SOURCE TEXT:
= = =

Can we use PCI_EXT_CAP_NEXT to replace this line?
pos = (pcie_cap >> 20) & 0xffc

2010-07-14 19:03:09

by H. Peter Anvin

[permalink] [raw]
Subject: Re: Regression: 2.6.34 boot fails on E5405 system, bisected: de08e2c26

On 07/14/2010 11:59 AM, Jesse Barnes wrote:
>
> Changes look ok to me, though I'd prefer not hitting this code at all
> on non-Moorestown if at all possible.
>

I guess that's okay in the short term, but I'm guessing fixed BARs in
some form is eventually going to make it into the general PCI spec.

-hpa

2010-07-14 19:27:52

by Ben Greear

[permalink] [raw]
Subject: Re: Regression: 2.6.34 boot fails on E5405 system, bisected: de08e2c26

On 07/14/2010 11:52 AM, H. Peter Anvin wrote:
> So I suggest the following changes...
>
> On 07/13/2010 07:19 PM, Jesse Barnes wrote:
>>>
>>> static int fixed_bar_cap(struct pci_bus *bus, unsigned int devfn)
>>> {
>>> int pos;
>>> u32 pcie_cap = 0, cap_data;
>>> printk("fixed_bar_cap, bus: %p devfn: %u\n", bus, devfn);
>>> pos = PCIE_CAP_OFFSET;
>>> while (pos) {
>
> while (pos>= PCIE_CAP_OFFSET) {
>
>>> printk("Before read..\n");
>>> if (raw_pci_ext_ops->read(pci_domain_nr(bus), bus->number,
>>> devfn, pos, 4,&pcie_cap))
>>> return 0;
>>> printk("pcie_cap: %u", pcie_cap);
>>>
> - if (pcie_cap == 0xffffffff)
> - return 0;
>
> + if (PCI_EXT_CAP_ID(pcie_cap) == 0x0000 ||
> + PCI_EXT_CAP_ID(pcie_cap) == 0xffff)
> + break;

This seems to work for me. I'm using this patch against
2.6.34.y:

diff --git a/arch/x86/pci/mrst.c b/arch/x86/pci/mrst.c
index 1cdc02c..ee93fd0 100644
--- a/arch/x86/pci/mrst.c
+++ b/arch/x86/pci/mrst.c
@@ -61,13 +61,14 @@ static int fixed_bar_cap(struct pci_bus *bus, unsigned int devfn)

= = =

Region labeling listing
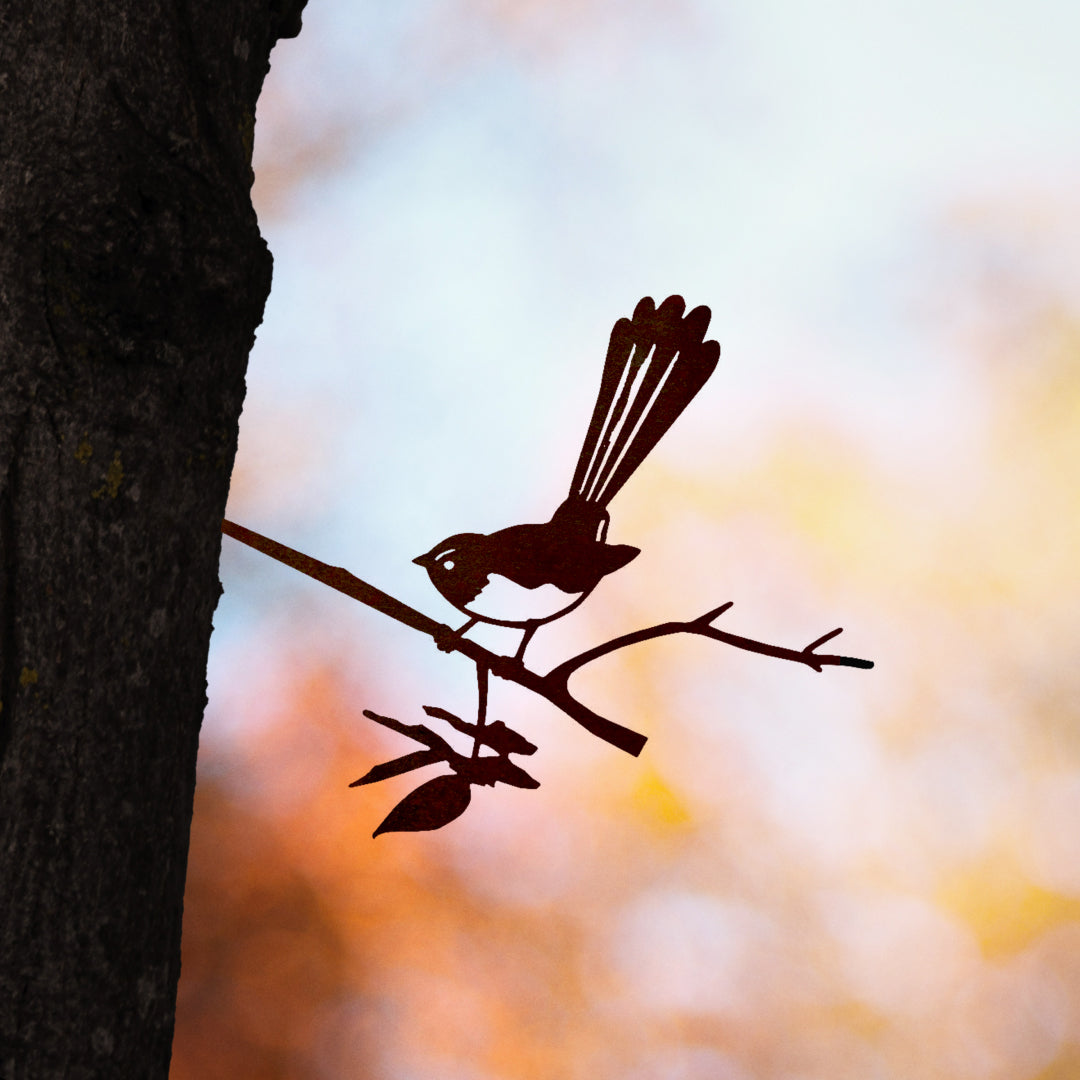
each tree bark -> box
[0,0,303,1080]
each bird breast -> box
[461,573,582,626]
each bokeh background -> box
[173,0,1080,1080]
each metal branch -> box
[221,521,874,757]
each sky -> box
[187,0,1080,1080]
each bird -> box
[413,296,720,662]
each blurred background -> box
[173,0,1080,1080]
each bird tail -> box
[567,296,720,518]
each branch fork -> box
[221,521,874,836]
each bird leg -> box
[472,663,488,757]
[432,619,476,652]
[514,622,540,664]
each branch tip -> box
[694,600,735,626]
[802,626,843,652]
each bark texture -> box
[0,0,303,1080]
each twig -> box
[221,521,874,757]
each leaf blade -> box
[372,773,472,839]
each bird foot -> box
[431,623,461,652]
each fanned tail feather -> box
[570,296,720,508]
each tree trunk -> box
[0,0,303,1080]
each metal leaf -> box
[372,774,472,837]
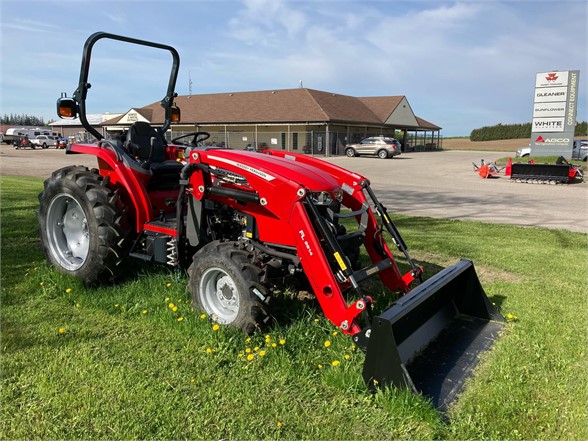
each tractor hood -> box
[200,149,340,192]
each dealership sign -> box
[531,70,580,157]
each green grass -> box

= = =

WHAT YOU ARE ASKED TO DO: In the thread excerpt, which kernel branch is Ben Greear applying his patch against? Answer from the thread excerpt alone.

OUTPUT OF THE EXERCISE: 2.6.34.y